• DOCUMENT EXTRACT:
···
Now say the truth. Did you buy a chinese Mp3 Player? Right naa?
And the cost would be 800-1000 rupees?
You were duped. These chinese mp3 player+Pendrive combo which shows 1 GB are not actually 1 GB. They are actually 128 MB. They use some software means to show the capacity as 1 GB. But once that drive is formatted its gone and the original size is shown.


Yesterday, a friend brought to me a screwed up Mp3 player like you have. It was mentioned 2 GB. I formatted it in FAT and poof!! The size came down to 256 MB.

Always format your drive in FAT file system. 

have you ever transferred a 700-800 Mb single file and retrived it from the player?
And did you notice how much time did it take?

Is this your player?
*www.made-in-china.com/image/2f0j00oekELcTFZUqdM/MP3-EV-801-.jpg



*www.made-in-china.com/image/2f0j00AkEthLaRTTQNM/MP3-Player-With-7-Color-Backlight-Itm002.jpg


----------



## ashnik (Jul 27, 2007)

brand and model plz


----------



## Lucky_star (Jul 27, 2007)

Anurag, Forget your 1 GB and be happy with what you have got now 128 MB. It won't be ever 1 GB again. I was saying this till today to all those friends who have bought Chinese Mp3/Mp4/Video players


----------



## ankushkool (Jul 27, 2007)

Lucky_star said:
			
		

> Always format your drive in FAT file system.



whats the advantage in formatting USB drive in FAT??


----------



## Lucky_star (Jul 27, 2007)

Because if you try to format your player with FAT32 file system, whatever is left will also be gone. The player won't be detected anymore(though rarely sometime it works) when connecting to computer. No drives will be shown.
And the most frustrating part: your player won't start again. 

Note: this is for chinese cheap players only. Not for branded ones.


----------



## Ihatemyself (Jul 27, 2007)

My frend also got a chinese crap and since then most of d songs he plays have 'format error' .Now he cant format mp3 player becoz than it will come back to itz real capacity .I've promised him i'll get him outto dis mess so plz guys can somethin' be done since he hasnt formatted it yet..!


----------



## freshseasons (Jul 27, 2007)
···
• TASKS TO CARRY OUT:
1 > In the MP3 player thread, turn the paragraph beginning "You were duped." into a short bulleted list that keeps its main facts.
2 > Pick up the MP3 player thread after its last line and continue it.
The lines after the MP3 player thread are separate material.

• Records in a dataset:
···
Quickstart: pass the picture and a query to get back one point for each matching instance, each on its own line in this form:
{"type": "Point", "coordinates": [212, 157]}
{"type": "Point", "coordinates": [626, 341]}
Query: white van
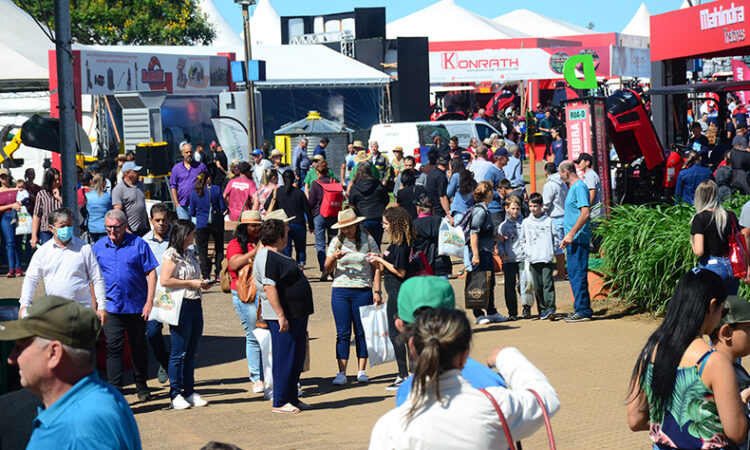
{"type": "Point", "coordinates": [413, 136]}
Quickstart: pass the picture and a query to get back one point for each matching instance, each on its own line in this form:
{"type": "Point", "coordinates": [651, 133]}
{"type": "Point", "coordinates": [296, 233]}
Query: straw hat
{"type": "Point", "coordinates": [251, 217]}
{"type": "Point", "coordinates": [278, 214]}
{"type": "Point", "coordinates": [346, 218]}
{"type": "Point", "coordinates": [361, 156]}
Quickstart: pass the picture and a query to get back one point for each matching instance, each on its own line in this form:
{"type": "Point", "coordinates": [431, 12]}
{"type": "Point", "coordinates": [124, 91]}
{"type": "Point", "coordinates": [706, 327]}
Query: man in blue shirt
{"type": "Point", "coordinates": [577, 229]}
{"type": "Point", "coordinates": [415, 296]}
{"type": "Point", "coordinates": [158, 241]}
{"type": "Point", "coordinates": [54, 351]}
{"type": "Point", "coordinates": [128, 266]}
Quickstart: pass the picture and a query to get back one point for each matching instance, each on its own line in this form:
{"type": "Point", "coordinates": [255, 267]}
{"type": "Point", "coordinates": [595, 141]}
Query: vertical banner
{"type": "Point", "coordinates": [740, 73]}
{"type": "Point", "coordinates": [578, 127]}
{"type": "Point", "coordinates": [602, 154]}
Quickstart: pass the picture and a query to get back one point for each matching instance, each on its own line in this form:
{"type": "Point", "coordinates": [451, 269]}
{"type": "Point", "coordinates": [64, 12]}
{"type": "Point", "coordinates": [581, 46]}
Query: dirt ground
{"type": "Point", "coordinates": [588, 363]}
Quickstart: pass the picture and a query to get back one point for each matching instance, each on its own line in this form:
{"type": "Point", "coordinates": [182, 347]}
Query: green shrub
{"type": "Point", "coordinates": [647, 250]}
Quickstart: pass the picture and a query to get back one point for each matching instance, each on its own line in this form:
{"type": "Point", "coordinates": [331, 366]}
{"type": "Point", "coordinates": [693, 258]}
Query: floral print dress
{"type": "Point", "coordinates": [691, 420]}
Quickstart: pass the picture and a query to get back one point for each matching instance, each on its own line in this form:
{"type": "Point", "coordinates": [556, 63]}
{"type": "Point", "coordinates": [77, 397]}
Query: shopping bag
{"type": "Point", "coordinates": [525, 286]}
{"type": "Point", "coordinates": [167, 305]}
{"type": "Point", "coordinates": [451, 240]}
{"type": "Point", "coordinates": [478, 289]}
{"type": "Point", "coordinates": [375, 323]}
{"type": "Point", "coordinates": [264, 340]}
{"type": "Point", "coordinates": [24, 222]}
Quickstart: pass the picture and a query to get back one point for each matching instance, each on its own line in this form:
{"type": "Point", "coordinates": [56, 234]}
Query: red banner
{"type": "Point", "coordinates": [717, 27]}
{"type": "Point", "coordinates": [741, 73]}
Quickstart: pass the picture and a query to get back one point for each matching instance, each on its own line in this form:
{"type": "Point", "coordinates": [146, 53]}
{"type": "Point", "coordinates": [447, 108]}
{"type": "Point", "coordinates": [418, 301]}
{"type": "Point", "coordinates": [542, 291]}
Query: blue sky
{"type": "Point", "coordinates": [606, 15]}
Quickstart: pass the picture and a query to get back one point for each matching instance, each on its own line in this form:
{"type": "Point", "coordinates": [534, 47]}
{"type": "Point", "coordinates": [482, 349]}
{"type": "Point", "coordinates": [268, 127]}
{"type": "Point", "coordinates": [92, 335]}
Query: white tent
{"type": "Point", "coordinates": [446, 21]}
{"type": "Point", "coordinates": [639, 24]}
{"type": "Point", "coordinates": [265, 24]}
{"type": "Point", "coordinates": [225, 35]}
{"type": "Point", "coordinates": [537, 25]}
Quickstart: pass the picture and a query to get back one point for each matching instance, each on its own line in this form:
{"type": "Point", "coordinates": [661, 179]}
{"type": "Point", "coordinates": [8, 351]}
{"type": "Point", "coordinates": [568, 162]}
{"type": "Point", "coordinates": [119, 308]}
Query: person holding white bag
{"type": "Point", "coordinates": [180, 270]}
{"type": "Point", "coordinates": [352, 288]}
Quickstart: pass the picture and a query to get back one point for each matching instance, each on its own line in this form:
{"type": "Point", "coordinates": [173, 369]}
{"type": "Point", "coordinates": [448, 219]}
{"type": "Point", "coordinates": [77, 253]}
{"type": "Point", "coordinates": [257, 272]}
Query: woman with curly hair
{"type": "Point", "coordinates": [397, 222]}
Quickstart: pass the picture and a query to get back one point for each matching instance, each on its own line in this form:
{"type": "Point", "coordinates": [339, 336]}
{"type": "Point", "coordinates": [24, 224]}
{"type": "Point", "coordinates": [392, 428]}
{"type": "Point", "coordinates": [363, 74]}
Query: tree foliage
{"type": "Point", "coordinates": [130, 22]}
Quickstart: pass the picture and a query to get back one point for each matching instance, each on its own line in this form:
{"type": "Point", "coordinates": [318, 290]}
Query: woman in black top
{"type": "Point", "coordinates": [294, 203]}
{"type": "Point", "coordinates": [710, 230]}
{"type": "Point", "coordinates": [394, 263]}
{"type": "Point", "coordinates": [370, 198]}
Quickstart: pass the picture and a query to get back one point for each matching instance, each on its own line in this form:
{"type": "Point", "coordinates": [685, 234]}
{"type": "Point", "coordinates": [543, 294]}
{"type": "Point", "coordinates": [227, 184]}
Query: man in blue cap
{"type": "Point", "coordinates": [418, 294]}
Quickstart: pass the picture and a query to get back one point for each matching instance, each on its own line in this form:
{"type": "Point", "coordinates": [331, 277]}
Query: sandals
{"type": "Point", "coordinates": [286, 409]}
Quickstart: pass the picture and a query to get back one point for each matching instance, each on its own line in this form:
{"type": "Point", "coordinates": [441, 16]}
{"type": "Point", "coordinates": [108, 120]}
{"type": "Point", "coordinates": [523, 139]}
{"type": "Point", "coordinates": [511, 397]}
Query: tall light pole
{"type": "Point", "coordinates": [249, 85]}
···
• WRITTEN ANSWERS:
1 >
- The Chinese MP3 player and pen drive combos that show 1 GB are not really 1 GB; they hold 128 MB.
- Software makes the capacity appear as 1 GB.
- Once the drive is formatted, the false capacity disappears and the real size is shown.

2 >
Whatever happened to playing Fair ?


----------



## Choto Cheeta (Jul 27, 2007)

> I've promised him i'll get him outto dis mess so plz guys can somethin' be done since he hasnt formatted it yet..!



really, read the post of Lucky  he has given gr8 info on the subject, so u tell me, how can u make a Physical 128MB Drive a 1GB one ??

Not possible !! Hard luck


----------



## utsav (Jul 27, 2007)

Lucky_star said:
			
		

> Yesterday, a friend brought to me a screwed up Mp3 player like you have. It was mentioned 2 GB. I formatted it in FAT and poof!! The size came down to 256 MB.


exactly this happened to me a couple of weeks back    

in chinese players 2 GB means 2 giga bits & not to 2 giga bytes
1GB=1024MB
1Gb=128MB
always remember this when buying chinese media players


----------



## Lucky_star (Jul 27, 2007)

utsav said:
			
		

> in chinese players 2 GB means 2 giga bits & not to 2 giga bytes
> 1GB=1024MB
> 1Gb=128MB
> always remember this when buying chinese media players


Interesting! Never thought that way.


----------



## ANURAG SHARMA (Jul 27, 2007)

Thanks lucky star for sharing your highly appreciable true experience , and yes I got the same one.As you opened my eyes that never buy unbranded cheap ones. I was going to buy pendrive from Kingston (1 GB =Rs 550),but as I was needing something for recording purpose so unfortunately I hang over this.By the way at least I can record up to this capacity and can listen to FM as well.I thank GOD that I didn't lost some thing valuable by copying over this.Well you said right the data transfer rate was quite slow.

As you said that"They use some software means to show the capacity as 1 GB."has blown my mind that there can be some way at least to again show that same capacity again.I tried lot of utilities googling over it,

By the way what's the use of upgrading there firmware?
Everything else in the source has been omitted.